§ Problem details
Of the material below, only the lines from the line containing "Exercise. Find the suit" down to the line containing "Exercise. Find the woman's dark" belong in the answer, written out exactly.
——
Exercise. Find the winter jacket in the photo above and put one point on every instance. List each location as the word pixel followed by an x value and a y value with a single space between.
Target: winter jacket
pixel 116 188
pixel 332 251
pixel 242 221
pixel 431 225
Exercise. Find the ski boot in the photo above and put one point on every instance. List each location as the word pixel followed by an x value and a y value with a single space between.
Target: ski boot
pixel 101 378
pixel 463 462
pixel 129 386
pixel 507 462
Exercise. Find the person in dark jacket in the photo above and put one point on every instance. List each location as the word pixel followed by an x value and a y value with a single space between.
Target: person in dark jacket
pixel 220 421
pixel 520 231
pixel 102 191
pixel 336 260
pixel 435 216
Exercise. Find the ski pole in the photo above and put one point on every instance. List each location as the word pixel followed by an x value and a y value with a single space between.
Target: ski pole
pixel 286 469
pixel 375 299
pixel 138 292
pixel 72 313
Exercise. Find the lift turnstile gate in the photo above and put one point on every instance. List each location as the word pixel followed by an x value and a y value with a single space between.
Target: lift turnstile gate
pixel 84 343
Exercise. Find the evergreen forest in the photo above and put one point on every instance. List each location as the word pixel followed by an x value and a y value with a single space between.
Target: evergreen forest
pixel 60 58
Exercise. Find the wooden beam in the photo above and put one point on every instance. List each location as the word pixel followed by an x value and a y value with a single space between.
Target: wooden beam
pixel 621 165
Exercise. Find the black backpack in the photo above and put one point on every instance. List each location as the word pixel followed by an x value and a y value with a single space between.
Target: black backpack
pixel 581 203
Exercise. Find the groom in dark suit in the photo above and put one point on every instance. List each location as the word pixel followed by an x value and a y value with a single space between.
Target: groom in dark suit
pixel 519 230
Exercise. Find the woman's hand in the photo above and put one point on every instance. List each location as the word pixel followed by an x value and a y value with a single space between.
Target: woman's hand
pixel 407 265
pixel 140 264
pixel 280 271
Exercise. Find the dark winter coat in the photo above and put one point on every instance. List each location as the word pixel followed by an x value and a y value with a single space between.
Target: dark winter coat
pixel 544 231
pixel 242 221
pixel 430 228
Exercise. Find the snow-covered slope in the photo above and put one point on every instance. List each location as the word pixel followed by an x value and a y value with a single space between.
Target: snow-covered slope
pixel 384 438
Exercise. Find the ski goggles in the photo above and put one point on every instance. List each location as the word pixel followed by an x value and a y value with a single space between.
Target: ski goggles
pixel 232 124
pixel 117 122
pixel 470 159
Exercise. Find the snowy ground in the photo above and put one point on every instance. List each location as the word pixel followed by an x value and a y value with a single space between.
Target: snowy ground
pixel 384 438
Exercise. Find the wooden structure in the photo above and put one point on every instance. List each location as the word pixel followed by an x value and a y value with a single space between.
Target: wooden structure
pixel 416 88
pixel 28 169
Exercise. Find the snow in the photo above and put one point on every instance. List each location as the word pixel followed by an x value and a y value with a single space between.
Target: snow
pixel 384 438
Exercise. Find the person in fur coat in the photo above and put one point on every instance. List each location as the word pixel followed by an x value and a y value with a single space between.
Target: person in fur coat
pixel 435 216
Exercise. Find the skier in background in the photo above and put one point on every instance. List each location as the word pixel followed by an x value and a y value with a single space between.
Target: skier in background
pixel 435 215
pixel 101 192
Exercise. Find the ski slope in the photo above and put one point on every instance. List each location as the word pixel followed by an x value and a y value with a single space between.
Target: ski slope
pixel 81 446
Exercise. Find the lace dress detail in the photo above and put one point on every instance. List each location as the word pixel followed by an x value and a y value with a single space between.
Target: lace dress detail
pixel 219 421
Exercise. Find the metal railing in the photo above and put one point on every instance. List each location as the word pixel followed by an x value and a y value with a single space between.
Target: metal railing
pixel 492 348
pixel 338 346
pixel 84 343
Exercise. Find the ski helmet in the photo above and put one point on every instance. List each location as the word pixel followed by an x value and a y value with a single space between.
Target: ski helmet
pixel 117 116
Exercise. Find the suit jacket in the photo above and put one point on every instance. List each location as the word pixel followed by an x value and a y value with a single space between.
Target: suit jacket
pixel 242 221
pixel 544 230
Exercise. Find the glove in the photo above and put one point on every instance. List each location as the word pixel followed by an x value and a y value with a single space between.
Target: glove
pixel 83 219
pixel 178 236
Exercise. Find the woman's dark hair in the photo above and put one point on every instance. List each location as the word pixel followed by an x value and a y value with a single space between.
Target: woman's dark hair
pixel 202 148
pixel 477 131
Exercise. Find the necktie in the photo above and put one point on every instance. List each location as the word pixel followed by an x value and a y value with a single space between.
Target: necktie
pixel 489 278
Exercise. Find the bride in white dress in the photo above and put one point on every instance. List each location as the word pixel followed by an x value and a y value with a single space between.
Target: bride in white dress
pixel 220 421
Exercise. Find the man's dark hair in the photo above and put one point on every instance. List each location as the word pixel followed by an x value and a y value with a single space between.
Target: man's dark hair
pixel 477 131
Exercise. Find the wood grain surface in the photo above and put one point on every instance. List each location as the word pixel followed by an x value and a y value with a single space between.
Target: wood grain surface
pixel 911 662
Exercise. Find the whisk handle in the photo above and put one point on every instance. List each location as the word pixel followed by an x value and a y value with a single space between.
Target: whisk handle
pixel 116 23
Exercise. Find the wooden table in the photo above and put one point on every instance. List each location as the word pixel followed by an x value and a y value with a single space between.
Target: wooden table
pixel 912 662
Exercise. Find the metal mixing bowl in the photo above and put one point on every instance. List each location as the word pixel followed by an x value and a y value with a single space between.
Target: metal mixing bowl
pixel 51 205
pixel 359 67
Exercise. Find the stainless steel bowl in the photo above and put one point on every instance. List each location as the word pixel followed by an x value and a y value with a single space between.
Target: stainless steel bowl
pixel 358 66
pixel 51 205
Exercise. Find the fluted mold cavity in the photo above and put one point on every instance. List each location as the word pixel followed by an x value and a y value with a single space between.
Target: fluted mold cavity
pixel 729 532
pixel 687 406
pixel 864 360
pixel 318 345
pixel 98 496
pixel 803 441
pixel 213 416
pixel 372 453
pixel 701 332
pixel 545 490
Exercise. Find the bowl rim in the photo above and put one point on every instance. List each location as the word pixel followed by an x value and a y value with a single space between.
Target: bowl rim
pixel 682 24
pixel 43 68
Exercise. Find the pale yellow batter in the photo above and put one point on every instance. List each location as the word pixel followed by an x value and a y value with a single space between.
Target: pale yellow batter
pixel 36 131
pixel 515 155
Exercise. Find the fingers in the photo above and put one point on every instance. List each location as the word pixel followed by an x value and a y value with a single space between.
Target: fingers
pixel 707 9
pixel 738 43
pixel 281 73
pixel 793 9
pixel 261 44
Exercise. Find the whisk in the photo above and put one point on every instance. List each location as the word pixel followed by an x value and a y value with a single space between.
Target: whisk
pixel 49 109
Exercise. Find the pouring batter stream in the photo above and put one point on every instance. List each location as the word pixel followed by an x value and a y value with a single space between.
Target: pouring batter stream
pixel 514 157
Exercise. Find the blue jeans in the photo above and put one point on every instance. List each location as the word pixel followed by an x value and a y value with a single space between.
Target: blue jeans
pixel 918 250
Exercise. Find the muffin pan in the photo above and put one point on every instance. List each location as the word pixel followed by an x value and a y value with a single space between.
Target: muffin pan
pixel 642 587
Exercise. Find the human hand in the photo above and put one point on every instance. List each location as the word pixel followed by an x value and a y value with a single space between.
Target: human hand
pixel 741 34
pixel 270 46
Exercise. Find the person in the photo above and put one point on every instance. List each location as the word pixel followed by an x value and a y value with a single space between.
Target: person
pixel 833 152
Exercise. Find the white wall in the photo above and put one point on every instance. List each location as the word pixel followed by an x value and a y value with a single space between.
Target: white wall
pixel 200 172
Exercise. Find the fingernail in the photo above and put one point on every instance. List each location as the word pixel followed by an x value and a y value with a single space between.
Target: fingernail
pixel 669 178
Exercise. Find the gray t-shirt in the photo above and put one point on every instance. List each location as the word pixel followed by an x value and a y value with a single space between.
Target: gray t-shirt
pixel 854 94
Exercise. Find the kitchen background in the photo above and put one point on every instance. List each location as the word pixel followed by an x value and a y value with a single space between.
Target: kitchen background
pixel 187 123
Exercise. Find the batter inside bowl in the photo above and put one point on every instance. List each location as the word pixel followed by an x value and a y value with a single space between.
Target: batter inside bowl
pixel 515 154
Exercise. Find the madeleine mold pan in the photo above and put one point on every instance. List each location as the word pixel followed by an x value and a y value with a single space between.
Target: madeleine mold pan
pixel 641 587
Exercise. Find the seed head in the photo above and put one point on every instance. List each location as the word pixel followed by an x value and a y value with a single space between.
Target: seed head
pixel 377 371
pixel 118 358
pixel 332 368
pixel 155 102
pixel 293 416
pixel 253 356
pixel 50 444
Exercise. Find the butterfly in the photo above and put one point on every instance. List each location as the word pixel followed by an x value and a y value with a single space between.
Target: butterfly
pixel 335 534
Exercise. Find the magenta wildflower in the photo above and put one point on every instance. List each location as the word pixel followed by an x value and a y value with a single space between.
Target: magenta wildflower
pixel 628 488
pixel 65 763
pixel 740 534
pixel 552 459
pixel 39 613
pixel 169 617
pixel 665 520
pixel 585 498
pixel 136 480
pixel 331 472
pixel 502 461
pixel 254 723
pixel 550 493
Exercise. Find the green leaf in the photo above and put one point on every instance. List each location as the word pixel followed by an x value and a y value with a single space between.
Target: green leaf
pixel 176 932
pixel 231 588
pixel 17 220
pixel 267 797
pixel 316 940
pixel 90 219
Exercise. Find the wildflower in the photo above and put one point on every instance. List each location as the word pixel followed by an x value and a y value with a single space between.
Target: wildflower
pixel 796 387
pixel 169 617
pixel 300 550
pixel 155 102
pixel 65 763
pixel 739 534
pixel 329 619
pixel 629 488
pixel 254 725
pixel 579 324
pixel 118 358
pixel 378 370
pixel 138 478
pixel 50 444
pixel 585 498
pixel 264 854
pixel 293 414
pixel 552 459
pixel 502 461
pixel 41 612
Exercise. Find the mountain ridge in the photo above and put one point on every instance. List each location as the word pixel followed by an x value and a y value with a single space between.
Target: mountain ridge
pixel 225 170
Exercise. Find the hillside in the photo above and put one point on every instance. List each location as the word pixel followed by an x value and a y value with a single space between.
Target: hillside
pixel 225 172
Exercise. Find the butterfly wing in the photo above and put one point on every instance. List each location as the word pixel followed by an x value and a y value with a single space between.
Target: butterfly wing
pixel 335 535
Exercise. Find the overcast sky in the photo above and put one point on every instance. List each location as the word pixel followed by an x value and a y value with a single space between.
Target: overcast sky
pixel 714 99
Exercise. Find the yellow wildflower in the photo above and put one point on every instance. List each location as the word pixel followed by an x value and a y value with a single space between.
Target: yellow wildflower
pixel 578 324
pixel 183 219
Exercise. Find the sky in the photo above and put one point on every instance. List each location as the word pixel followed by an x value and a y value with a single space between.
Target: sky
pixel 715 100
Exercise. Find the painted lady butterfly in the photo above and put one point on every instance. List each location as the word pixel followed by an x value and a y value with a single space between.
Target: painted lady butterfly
——
§ Task output
Exercise. Find the suit jacket in the photo above and put one point on every instance. List each location as the word pixel followed by an x value and a y value with a single space between.
Target: suit jacket
pixel 242 221
pixel 544 230
Exercise. Find the glove in the photo above and put one point on every instance. List each location as the word pixel followed by an x value and a y value with a single space between.
Target: glove
pixel 83 219
pixel 178 236
Exercise. Find the woman's dark hair in the photo above and put one point on every instance. List each location as the word pixel followed by an x value and a y value with a single space between.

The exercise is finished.